> **WHAT THIS EXERCISE ASKS**:
A. From the summary of the proposed FY 2015 IPPS rule, output the passage from "The 1.3 percent" up to and including "Board jurisdiction rules.", reproduced word for word.
B. Turn the paragraph of the proposed FY 2015 IPPS rule summary that starts "The 1.3 percent increase in operating payments" into a short bulleted list that keeps its main facts.
(DOCUMENT EXTRACT Opens)
On April 30, 2014, CMS released the much anticipated proposed Hospital Inpatient Prospective Payment System rule (“Proposed IPPS Rule”), which would apply to FY 2015 Medicare payments.  For inpatient acute care hospitals, CMS estimates a net operating payment rate increase of 1.3 percent over FY 2014 payments.  Comments on the Proposed IPPS Rule are due by June 30, 2014.  

The 1.3 percent increase in operating payments reflects a 2.7 percent market basket update, minus a 0.4 percent multi-factor productivity reduction, minus a 0.2 percent reduction required by the Affordable Care Act, and a 0.8 percent recoupment adjustment for MS-DRG documentation and coding changes.  Hospitals that fail to submit quality data and/or are not EHR meaningful users are subject to an additional 0.675 percent reduction for each shortcoming, or a combined reduction of 1.350 percent.  Notably, CMS also proposes DSH payment adjustments, changes to various payment provisions aimed at improving quality of care, and changes to the Board jurisdiction rules. 

  • Uncompensated Care and Disproportionate Share (DSH) Payment: CMS provides its estimates for each of the three factors that will be used in calculating the uncompensated care payment for hospitals.  As CMS explains, “[t]hese three factors represent our estimate of 75 percent of the amount of Medicare DSH payments that would otherwise have been paid [Factor 1], an adjustment to this amount for the percent change in the national rate of uninsurance compared to the rate of uninsurance in 2013 [Factor 2], and each eligible hospital’s estimated uncompensated care amount relative to the estimated uncompensated care amount for all eligible hospitals [Factor 3].”

CMS estimates that Factor 1, which effectively is the “size of the pie” to be distributed in uncompensated care payments, will be $10.654 billion dollars.  CMS explains, and invites comments upon, the assumptions and calculations it employed in reaching this figure.
(DOCUMENT EXTRACT Closes)
(RECORD EXTRACTS Opens)
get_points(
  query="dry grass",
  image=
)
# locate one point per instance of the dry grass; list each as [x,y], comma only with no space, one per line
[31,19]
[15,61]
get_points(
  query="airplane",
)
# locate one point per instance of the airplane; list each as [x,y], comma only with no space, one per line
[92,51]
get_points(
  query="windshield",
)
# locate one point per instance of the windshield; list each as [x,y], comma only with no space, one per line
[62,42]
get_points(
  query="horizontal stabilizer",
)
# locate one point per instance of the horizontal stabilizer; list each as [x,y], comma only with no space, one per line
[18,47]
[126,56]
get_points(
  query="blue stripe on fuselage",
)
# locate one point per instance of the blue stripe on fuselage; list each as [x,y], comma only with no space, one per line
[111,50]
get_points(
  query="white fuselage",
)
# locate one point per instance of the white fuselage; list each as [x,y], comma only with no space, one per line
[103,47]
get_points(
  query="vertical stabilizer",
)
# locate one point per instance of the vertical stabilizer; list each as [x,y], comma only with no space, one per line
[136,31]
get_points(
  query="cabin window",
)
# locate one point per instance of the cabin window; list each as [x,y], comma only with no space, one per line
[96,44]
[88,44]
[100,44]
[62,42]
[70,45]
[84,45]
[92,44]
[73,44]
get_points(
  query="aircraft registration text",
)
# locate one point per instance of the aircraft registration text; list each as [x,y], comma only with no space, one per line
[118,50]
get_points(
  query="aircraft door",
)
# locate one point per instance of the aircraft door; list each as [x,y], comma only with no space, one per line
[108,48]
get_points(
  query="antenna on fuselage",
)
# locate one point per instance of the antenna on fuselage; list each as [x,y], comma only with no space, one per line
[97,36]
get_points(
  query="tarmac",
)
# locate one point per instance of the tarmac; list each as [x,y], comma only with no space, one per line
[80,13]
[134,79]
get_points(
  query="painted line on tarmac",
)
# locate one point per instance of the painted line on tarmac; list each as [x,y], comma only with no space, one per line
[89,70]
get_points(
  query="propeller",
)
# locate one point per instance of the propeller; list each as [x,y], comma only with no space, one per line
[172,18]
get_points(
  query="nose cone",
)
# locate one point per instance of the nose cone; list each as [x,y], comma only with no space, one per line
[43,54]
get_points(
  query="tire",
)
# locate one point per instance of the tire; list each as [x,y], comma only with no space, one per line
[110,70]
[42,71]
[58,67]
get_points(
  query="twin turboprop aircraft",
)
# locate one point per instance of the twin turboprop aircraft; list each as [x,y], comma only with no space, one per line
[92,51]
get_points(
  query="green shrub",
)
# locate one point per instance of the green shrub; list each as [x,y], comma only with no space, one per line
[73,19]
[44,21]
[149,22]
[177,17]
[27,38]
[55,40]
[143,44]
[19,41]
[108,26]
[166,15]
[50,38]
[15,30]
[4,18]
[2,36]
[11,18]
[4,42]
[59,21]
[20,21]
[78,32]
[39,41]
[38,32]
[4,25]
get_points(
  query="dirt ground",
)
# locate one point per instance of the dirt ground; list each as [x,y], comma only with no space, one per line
(RECORD EXTRACTS Closes)
> **SOLUTIONS TO THE EXERCISE**:
A.
The 1.3 percent increase in operating payments reflects a 2.7 percent market basket update, minus a 0.4 percent multi-factor productivity reduction, minus a 0.2 percent reduction required by the Affordable Care Act, and a 0.8 percent recoupment adjustment for MS-DRG documentation and coding changes.  Hospitals that fail to submit quality data and/or are not EHR meaningful users are subject to an additional 0.675 percent reduction for each shortcoming, or a combined reduction of 1.350 percent.  Notably, CMS also proposes DSH payment adjustments, changes to various payment provisions aimed at improving quality of care, and changes to the Board jurisdiction rules.

B.
- The 1.3 percent operating payment increase reflects a 2.7 percent market basket update, a 0.4 percent multi-factor productivity reduction, a 0.2 percent reduction required by the Affordable Care Act, and a 0.8 percent recoupment adjustment for MS-DRG documentation and coding changes.
- Hospitals that fail to submit quality data and/or are not EHR meaningful users face an additional 0.675 percent reduction for each shortcoming, or 1.350 percent combined.
- CMS also proposes DSH payment adjustments, changes to payment provisions aimed at improving quality of care, and changes to the Board jurisdiction rules.